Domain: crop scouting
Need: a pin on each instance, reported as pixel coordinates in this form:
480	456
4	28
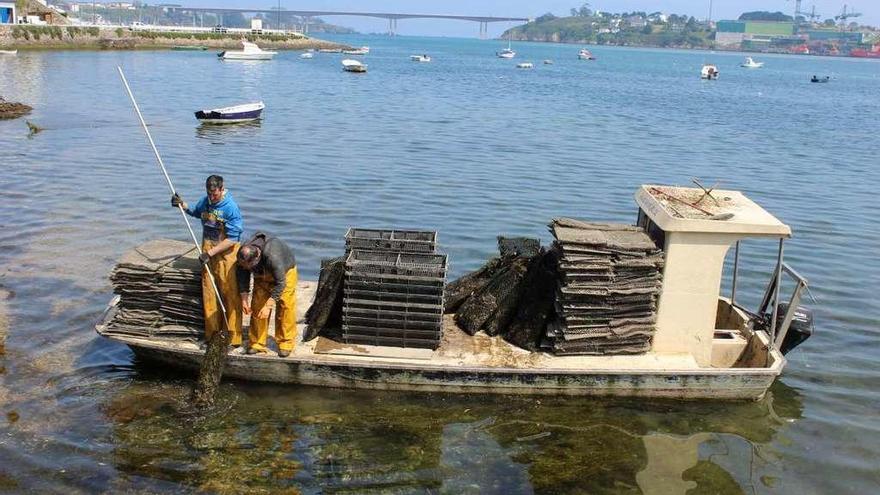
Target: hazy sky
722	9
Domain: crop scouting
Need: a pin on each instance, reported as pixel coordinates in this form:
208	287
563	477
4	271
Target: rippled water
466	145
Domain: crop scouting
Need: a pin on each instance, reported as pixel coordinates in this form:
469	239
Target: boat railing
777	330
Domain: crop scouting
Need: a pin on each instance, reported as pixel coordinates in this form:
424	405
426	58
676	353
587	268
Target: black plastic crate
395	333
398	287
379	295
400	323
393	342
388	263
389	313
391	240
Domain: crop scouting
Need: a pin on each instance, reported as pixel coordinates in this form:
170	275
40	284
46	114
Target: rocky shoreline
93	38
13	110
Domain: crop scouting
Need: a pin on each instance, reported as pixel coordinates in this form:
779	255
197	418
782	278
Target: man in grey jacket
273	266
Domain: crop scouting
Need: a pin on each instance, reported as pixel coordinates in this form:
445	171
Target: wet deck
457	348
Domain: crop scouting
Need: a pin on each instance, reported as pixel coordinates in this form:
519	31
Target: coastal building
754	33
8	15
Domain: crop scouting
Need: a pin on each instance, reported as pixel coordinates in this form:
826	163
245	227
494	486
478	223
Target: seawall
94	38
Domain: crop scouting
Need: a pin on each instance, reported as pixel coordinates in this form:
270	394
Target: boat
231	115
706	345
874	52
357	51
249	51
507	52
751	64
709	72
350	65
585	54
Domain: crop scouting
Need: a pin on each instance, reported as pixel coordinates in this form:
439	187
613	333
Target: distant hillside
632	29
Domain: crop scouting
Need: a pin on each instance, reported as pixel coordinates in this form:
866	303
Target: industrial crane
812	15
844	15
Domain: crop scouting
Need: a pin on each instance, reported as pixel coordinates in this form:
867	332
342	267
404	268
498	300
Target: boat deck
457	348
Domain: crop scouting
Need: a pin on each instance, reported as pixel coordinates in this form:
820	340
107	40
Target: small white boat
231	115
249	51
357	51
585	54
751	64
507	52
350	65
709	72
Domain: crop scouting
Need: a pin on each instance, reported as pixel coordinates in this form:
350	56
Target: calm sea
472	147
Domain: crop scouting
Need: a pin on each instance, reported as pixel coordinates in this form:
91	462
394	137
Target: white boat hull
494	372
247	56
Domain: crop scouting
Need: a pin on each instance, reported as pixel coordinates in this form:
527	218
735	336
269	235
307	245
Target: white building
8	15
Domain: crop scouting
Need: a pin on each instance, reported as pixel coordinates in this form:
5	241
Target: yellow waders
285	312
223	268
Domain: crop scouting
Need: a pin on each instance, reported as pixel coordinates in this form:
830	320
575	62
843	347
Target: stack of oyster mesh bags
393	288
160	292
610	279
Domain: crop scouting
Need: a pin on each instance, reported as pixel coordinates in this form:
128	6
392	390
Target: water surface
466	145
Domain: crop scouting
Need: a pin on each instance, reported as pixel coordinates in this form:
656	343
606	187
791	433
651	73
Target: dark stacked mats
159	284
393	296
606	300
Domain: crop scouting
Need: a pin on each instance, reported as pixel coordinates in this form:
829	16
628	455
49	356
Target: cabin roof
688	209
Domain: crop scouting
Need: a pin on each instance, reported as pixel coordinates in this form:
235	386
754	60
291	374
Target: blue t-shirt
219	220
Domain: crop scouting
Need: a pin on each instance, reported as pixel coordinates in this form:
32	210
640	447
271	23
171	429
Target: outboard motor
801	326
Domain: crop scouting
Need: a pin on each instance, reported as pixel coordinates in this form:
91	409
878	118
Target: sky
721	9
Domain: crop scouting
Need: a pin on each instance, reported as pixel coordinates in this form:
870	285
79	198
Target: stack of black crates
394	283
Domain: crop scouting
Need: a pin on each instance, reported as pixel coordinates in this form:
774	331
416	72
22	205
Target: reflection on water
269	438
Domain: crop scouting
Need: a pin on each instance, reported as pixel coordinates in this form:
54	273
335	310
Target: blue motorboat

• **Work instruction**: Only the text of the records above is to be reproduced, exactly as given; the pictures are dropped.

• **Output for this exercise**:
Domain: crop scouting
Need: a pin on each instance, reported as pixel coordinates in this form:
480	456
4	28
Target: hazy sky
722	9
Domain: crop scouting
Need: a pin on each instance, reported as pixel coordinates in this form:
208	287
563	477
4	271
Target: rippled water
466	145
Domain: crop scouting
Need: a pin on each instance, reported as pixel coordinates in this form:
469	239
Target: boat railing
777	330
Domain: crop scouting
Need: a pin on each instance, reported as pixel coordinates in this form:
424	405
426	58
676	353
587	268
Target: black plastic crate
395	333
398	287
379	295
400	323
393	342
388	263
389	313
391	240
Domain: crop scouting
Need: a pin on each instance, reported as pixel coordinates in this form:
170	275
40	284
46	114
Target: rocky shoreline
93	38
13	110
Domain: crop scouting
Need: a pin on each instance, reported as pixel coordinates in this form:
779	255
197	418
782	278
Target: man in grey jacket
273	266
Domain: crop scouting
Need: a pin on each instance, reported as pixel coordinates in this form:
445	171
Target: wet deck
457	348
Domain: crop scouting
Need: a pin on each instance, reported as pixel coordinates in this form:
519	31
Target: coastal building
754	33
8	15
Domain: crop scouting
Need: a pin on each instance, reported as pixel coordinates in this form:
826	163
245	227
494	486
478	223
Target: seawall
94	38
Domain: crop scouting
Need: a pin on each instance, reported as pixel coordinates in this form:
270	394
Target: boat
231	115
706	345
874	52
357	51
249	51
507	52
751	64
709	72
350	65
585	54
Domain: crop scouting
Need: a pin on each instance, reported as pixel coordinates in this form:
439	187
613	333
Target: distant hillside
632	29
Domain: crop scouting
Need: a pin on each instance, reported as pixel coordinates in this form:
866	303
Target: industrial crane
812	15
844	15
Domain: crop scouting
Need: a pin on each instance, reported as pixel coordinates in this form:
867	332
342	267
404	268
498	300
Target: boat deck
457	348
Domain: crop scouting
Need: a pin on each instance, reported as pixel coordinates in this form:
820	340
107	40
Target: small white boat
231	115
249	51
357	51
585	54
751	64
507	52
350	65
709	72
Domain: crop scouting
Need: a pin on each instance, reported as pixel coordinates in this form:
350	56
Target: calm sea
472	147
Domain: crop scouting
Need: a pin on each instance, reported as pixel coordinates in this form:
91	462
394	137
Target: white boat hull
494	372
247	56
Domain: crop scouting
Need: a pin on each instance, reported as pixel coordinates in this form:
527	218
735	336
269	235
307	245
Target: white building
8	15
Domain: crop scouting
Need: a pin on each instance, reported as pixel coordinates in this form:
5	241
Target: yellow waders
285	312
223	268
Domain: crop scouting
Need: a pin on each instance, reported as pixel coordinates in this form:
830	320
575	62
843	347
Target: stack of oyster mesh bags
393	288
160	292
610	279
Domain: crop scouting
Need: a pin on each instance, reported as pixel coordinates in this form:
128	6
392	390
Target: water surface
466	145
Domain: crop scouting
Need: a pin on each instance, reported as pixel coordinates in this form:
656	343
606	187
791	433
651	73
Target: dark stacked mats
159	284
393	296
606	300
Domain: crop scouting
Need: a pin on each instance, reported as pixel coordinates in this form:
829	16
628	455
49	356
Target: cabin roof
688	209
Domain: crop scouting
Need: a pin on each instance, reported as pixel coordinates in this form:
235	386
754	60
291	374
Target: blue t-shirt
219	220
Domain: crop scouting
Need: a pin on each instance, reported as pixel coordinates in this form:
32	210
640	447
271	23
171	429
Target: outboard motor
801	326
Domain: crop scouting
Need: a pin on each instance, reported as pixel coordinates in this form:
91	409
878	118
Target: sky
721	9
Domain: crop scouting
Need: a pin on each instance, reported as pixel coordinates in this form:
870	285
79	198
Target: stack of black crates
394	283
Domain: crop scouting
Need: a pin on each instance, reported as pixel coordinates in this form:
774	331
416	72
22	205
Target: reflection on water
269	438
Domain: crop scouting
Need: a pin on each instance, reported as pixel coordinates in this form:
54	273
335	310
Target: blue motorboat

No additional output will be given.